PAGE EXTRACT
---
There are currently limited data about the safety and efficacy of pegylated-interferon a (Peg-IFNa) in pregnant ET patients. Anecdotal use of Peg-IFNa in pregnant patients with hepatitis or myeloproliferative disorders (including ET) has been reported with encouraging results concerning safety and disease remission [53-57].
Beauverd et al. reported 10 pregnancies and Peg-IFNa had been well tolerated which allowed control of platelet count during pregnancy, and was associated with a high live birth rate (90%) and low miscarriage rate (10%) even if 75% of patients were considered high risk. None of the patients reported severe adverse events that resulted in discontinuation of treatment. All cases were also treated with ASA and neither major bleeding nor thrombosis was reported antepartum or postpartum and none stillbirth or infant malformation was described. There were significantly more live births on peg-IFN and fewer miscarriages. When LMWH was added to treatment there was a trend towards a better outcome even not statistically significant . In addition, another successful high-risk pregnancy has been reported under treatment with Peg-IFN combined with ASA and LMWH. This was the only successful pregnancy, which produced a healthy baby since she has a history of miscarriages and pregnancy complications (stillbirth, hypertension, neonatal death) in the past [58,59].
Treating women with ET during pregnancy is challenging because patients are at increased risk for first trimester spontaneous abortions, thrombotic and obstetric complications, whereas cytoreductive therapy might have harmful effects on the fetus. It has been recommended cytoreductive agents to be avoided, particularly in the first trimester and none is licensed for use in pregnancy.
Women who have an unplanned pregnancy on HU should stop treatment and inform their physicians in time in order to take early decision about pregnancy termination. Anagrelide is also contraindicated during pregnancy. Pregnant women who are candidates for platelet-lowering therapy according to general guidelines of ET treatment should receive IFNa which seems to be the safest option for all patients while trying conceiving. Treatment with peg-IFN is more attractive due to the longer half-life and the similar efficacy in controlling platelet count; nevertheless, there is limited data concerning safety profile [18,29,36].
---
INFORMATION SUPPLIED
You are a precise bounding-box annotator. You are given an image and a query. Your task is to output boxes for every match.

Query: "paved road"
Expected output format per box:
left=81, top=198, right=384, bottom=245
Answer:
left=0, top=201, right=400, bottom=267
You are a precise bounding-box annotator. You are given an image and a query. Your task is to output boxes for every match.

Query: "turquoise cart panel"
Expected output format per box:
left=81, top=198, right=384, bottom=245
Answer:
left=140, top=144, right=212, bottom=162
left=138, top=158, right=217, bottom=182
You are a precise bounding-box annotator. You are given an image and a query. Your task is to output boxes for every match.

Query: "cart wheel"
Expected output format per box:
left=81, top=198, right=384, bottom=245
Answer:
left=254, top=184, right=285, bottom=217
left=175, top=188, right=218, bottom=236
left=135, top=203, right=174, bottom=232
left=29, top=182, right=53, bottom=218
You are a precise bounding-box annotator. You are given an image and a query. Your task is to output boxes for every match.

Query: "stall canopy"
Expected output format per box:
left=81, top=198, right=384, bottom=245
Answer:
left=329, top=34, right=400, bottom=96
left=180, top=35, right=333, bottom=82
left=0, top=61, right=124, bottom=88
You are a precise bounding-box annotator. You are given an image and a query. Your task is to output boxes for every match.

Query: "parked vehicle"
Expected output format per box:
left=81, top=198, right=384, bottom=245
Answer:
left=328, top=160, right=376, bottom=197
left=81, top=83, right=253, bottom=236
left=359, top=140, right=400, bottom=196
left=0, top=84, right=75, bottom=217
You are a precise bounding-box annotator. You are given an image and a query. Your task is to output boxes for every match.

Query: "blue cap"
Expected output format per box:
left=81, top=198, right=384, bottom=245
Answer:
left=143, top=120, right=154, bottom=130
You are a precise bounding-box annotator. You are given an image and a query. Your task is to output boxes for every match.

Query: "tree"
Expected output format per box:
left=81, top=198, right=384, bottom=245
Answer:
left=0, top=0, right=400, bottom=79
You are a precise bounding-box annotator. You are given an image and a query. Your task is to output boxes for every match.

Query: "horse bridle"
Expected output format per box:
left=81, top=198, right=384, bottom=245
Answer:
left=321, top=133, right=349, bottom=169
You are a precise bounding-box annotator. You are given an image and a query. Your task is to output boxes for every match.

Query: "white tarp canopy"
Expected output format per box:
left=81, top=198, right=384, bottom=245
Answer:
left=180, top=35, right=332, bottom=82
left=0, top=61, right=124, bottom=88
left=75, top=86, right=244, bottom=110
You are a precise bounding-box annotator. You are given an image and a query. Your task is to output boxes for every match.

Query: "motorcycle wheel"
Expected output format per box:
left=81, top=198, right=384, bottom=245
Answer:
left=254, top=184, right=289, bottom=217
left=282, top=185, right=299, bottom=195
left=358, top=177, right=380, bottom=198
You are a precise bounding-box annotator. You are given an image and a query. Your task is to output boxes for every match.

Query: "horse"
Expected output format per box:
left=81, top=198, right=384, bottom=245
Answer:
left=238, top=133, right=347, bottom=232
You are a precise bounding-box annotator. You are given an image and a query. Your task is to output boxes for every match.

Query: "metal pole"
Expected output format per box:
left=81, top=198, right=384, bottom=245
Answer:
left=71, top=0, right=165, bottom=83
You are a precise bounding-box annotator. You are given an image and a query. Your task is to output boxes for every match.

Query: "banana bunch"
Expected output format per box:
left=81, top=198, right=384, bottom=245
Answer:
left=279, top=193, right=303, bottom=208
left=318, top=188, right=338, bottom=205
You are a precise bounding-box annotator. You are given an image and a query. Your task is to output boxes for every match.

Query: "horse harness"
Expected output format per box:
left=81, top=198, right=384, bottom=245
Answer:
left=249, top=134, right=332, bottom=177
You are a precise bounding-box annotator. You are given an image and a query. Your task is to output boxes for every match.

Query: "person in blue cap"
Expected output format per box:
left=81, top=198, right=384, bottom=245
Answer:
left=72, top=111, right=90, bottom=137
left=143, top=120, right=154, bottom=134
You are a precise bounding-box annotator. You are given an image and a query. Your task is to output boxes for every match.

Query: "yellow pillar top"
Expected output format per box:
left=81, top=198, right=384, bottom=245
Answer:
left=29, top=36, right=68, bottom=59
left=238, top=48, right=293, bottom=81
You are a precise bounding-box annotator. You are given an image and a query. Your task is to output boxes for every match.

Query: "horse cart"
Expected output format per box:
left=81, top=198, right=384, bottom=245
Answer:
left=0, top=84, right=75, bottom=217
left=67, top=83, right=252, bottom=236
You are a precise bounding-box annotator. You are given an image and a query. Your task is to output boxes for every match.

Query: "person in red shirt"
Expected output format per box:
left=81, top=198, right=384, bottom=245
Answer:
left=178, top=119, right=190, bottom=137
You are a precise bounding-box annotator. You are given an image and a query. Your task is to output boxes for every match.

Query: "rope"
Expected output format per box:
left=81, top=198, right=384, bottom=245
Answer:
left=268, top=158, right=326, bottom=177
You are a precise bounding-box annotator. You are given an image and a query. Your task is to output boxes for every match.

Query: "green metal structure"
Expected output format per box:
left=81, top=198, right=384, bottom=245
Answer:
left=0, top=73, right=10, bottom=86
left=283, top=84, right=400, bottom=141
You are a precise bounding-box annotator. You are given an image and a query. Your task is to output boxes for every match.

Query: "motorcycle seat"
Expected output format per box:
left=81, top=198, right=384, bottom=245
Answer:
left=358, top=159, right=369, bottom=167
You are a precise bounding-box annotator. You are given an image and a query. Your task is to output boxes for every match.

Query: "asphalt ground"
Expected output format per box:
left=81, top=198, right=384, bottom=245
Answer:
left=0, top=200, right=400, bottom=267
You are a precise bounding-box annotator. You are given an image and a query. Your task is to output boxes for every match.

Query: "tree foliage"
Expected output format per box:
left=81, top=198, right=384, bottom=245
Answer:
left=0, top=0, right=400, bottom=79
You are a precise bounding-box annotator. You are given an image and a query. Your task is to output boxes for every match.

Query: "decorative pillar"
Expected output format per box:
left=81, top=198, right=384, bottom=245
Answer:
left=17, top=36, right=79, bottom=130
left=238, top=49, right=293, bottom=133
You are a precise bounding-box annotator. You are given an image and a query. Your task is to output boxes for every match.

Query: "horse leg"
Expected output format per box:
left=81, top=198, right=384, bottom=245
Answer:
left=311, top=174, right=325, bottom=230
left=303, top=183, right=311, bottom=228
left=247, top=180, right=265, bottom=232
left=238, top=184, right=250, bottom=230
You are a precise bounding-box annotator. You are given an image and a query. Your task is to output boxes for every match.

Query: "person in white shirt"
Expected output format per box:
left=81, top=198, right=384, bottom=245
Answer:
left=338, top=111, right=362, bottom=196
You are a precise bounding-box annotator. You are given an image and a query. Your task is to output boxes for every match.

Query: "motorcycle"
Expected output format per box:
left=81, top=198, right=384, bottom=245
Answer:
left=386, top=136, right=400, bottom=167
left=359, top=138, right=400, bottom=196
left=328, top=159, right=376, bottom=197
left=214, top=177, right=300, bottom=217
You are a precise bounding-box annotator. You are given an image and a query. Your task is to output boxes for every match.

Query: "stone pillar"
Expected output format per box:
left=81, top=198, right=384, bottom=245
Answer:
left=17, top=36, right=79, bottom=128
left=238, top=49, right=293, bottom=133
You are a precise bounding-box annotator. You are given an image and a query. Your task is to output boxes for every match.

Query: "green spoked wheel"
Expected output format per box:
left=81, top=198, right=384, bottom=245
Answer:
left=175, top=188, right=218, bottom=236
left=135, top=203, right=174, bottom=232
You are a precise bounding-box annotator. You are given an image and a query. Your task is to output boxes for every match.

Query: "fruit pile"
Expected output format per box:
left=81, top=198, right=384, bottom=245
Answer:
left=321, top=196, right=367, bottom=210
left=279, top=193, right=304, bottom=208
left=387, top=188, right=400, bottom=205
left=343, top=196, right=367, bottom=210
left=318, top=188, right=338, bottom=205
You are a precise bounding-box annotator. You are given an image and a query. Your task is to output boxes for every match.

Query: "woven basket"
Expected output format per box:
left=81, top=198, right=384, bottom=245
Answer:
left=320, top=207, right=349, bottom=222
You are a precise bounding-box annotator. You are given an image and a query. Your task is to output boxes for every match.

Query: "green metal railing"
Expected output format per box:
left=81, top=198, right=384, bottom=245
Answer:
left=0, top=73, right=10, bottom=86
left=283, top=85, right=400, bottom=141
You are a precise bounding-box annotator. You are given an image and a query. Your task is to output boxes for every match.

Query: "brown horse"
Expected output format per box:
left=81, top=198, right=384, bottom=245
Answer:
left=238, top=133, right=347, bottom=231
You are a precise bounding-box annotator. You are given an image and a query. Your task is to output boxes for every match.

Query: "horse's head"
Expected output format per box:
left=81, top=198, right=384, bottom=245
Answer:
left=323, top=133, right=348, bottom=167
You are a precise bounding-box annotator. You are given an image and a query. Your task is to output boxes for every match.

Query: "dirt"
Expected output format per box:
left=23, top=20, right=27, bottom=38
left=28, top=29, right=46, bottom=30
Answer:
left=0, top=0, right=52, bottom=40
---
WHAT YOU WILL DO
A) Answer these questions from the passage on treating ET in pregnancy:
(i) What live birth rate did Beauverd et al. report?
(ii) Besides HU, which agent is stated to be contraindicated during pregnancy?
(iii) What two reasons are given for treatment with peg-IFN being more attractive?
B) Pick up the passage on treating ET in pregnancy after its last sentence and write the next part.
The entries have nothing to do with what is asked here.

TASK ANSWERS
A)
(i) 90%
(ii) Anagrelide
(iii) Its longer half-life and its similar efficacy in controlling platelet count

B)
Treatment with ASA might positively influence the outcome of pregnancy due to reduced probability of placental infarctions. Reports of case series of patients that received low dose ASA showed increase in live births and fewer miscarriages or other pregnancy complications [2,29]. The addition of LMWH is not recommended even if there are published reports of successful pregnancies after the combination of both drugs in women with history of severe pregnancy complications including fetal death. However, LMWH is reasonable to be considered in women with history of thromboembolic events in the past and high-risk pregnancies for thrombotic potential (for instance immobilization, twin-pregnancies, high body weight of the patient) or presence of antiphosphilipid syndrome . Inherited thrombophilia like presence of heterozygous F-Leiden mutation, in the absence of positive thrombotic family history, is not a definite indication for anticoagulation in all trimesters. However, special attention should be made during third trimester when LMWH should be initiated until six weeks postpartum.
The results of published cases possibly include bias concerning the high rates of miscarriages and pregnancy complications because there is a trend to publish the adverse pregnancy outcome or how to approach a patient with a high-risk pregnancy or with a past history of miscarriages and severe complications including IUGR or fetal death. Thus, prospective studies are needed in order to reconsider the risk of pregnancies, to find the patients who could benefit of more intensive anticoagulation or cytoreductive treatment focusing on the safety of drugs for both the pregnant patient and the fetus.